Text to read:
»»

I left "payload" out because it consists of deeply nested JSON, and its formatted structure takes up more than 1000 lines!

So, how many records are we dealing with exactly? Let's count it using DuckDB:

SELECT count(*) AS count
FROM 'gharchive_gz/*.json.gz';

count
4434953

That's around 4.4M daily events, which amounts to almost 200K events per hour. This query takes around 7.3 seconds on my laptop, a 2020 MacBook Pro with an M1 chip and 16 GB of memory. This is the time it takes to decompress the GZIP compression and parse every JSON record.

To see how much time is spent decompressing GZIP in the query, I also created a gharchive directory containing the same data but uncompressed. Running the same query on the uncompressed data takes around 5.4 seconds, almost 2 seconds faster. We got faster, but we also read more than 18 GB of data from storage, as opposed to 2.3 GB when it was compressed. So, this comparison really depends on the speed of your storage. I prefer to keep the data compressed.

As a side note, the speed of this query really shows how fast yyjson is!

So, what kind of events are in the GitHub data?

SELECT type, count(*) AS count
FROM 'gharchive_gz/*.json.gz'
GROUP BY type
ORDER BY count DESC;

type	count
PushEvent	2359096
CreateEvent	624062
PullRequestEvent	366090
IssueCommentEvent	238660
WatchEvent	231486
DeleteEvent	154383
PullRequestReviewEvent	131107
IssuesEvent	88917
PullRequestReviewCommentEvent	79540
ForkEvent	64233
CommitCommentEvent	36823
ReleaseEvent	23004
MemberEvent	14872
PublicEvent	14500
GollumEvent	8180

This query takes around 7.4 seconds, not much more than the count(*) query. So as we can see, data analysis is very fast once everything has been decompressed and parsed.

The most common event type is the PushEvent, taking up more than half of all events, unsurprisingly, which is people pushing their committed code to GitHub. The least common event type is the GollumEvent, taking up less than 1% of all events, which is a creation or update of a wiki page.

If we want to analyze the same data multiple times, decompressing and parsing every time is redundant and slows down the analysis. Instead, we can create a DuckDB table like so:

CREATE TABLE events AS
    SELECT * EXCLUDE (payload)
    FROM 'gharchive_gz/*.json.gz';

This takes around 9 seconds if you're using an in-memory database. If you're using an on-disk database, this takes around 13 seconds and results in a database size of 444 MB. When using an on-disk database, DuckDB ensures the table is persistent and performs all kinds of compression. Note that we have temporarily ignored the payload field using the convenient EXCLUDE clause.

««

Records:
»»

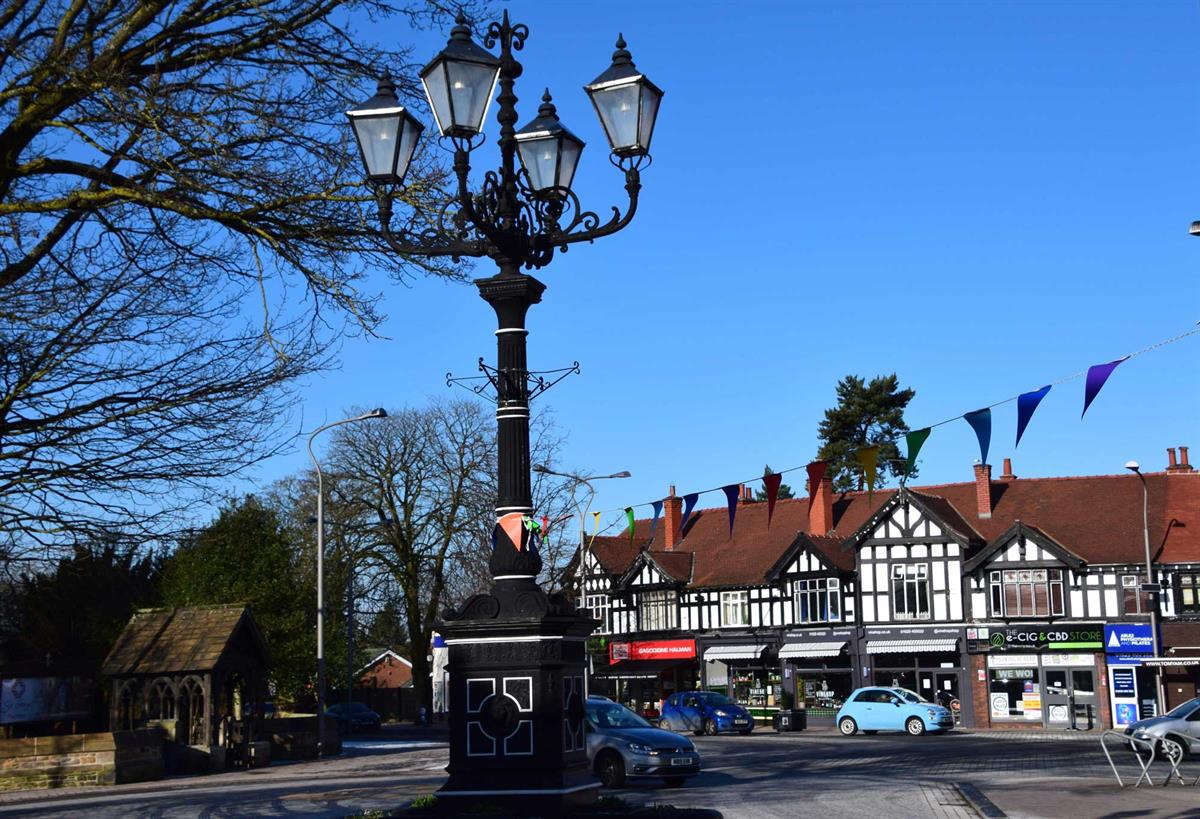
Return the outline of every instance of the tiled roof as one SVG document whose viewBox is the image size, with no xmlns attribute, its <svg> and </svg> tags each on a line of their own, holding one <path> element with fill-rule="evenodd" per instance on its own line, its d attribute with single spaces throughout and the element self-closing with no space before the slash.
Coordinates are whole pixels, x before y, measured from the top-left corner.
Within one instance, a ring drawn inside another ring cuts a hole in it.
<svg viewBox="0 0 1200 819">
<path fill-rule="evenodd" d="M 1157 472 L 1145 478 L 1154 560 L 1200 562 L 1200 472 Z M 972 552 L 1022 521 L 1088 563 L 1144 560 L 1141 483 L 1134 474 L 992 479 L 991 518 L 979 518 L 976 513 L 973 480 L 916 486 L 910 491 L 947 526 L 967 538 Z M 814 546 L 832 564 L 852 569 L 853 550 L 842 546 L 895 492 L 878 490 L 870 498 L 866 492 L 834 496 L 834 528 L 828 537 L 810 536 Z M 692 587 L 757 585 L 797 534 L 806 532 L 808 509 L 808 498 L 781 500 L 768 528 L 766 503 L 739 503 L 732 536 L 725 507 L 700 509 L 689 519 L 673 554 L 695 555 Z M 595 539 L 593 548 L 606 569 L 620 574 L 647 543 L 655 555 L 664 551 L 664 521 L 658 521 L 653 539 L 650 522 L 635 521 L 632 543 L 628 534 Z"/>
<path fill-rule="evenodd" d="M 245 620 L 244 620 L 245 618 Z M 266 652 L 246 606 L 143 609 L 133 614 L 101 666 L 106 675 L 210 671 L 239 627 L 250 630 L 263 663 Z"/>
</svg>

««

Stated exercise 1: In the DuckDB passage, how long does the count query take when run on the uncompressed data?
Stated exercise 2: Please duplicate the stretch of the DuckDB passage from "CREATE TABLE events" through "convenient EXCLUDE clause.".
Stated exercise 3: List every event type in the DuckDB passage whose count is above 200,000.

Exercise output 1: Around 5.4 seconds.

Exercise output 2:
CREATE TABLE events AS
    SELECT * EXCLUDE (payload)
    FROM 'gharchive_gz/*.json.gz';

This takes around 9 seconds if you're using an in-memory database. If you're using an on-disk database, this takes around 13 seconds and results in a database size of 444 MB. When using an on-disk database, DuckDB ensures the table is persistent and performs all kinds of compression. Note that we have temporarily ignored the payload field using the convenient EXCLUDE clause.

Exercise output 3: PushEvent, CreateEvent, PullRequestEvent, IssueCommentEvent, WatchEvent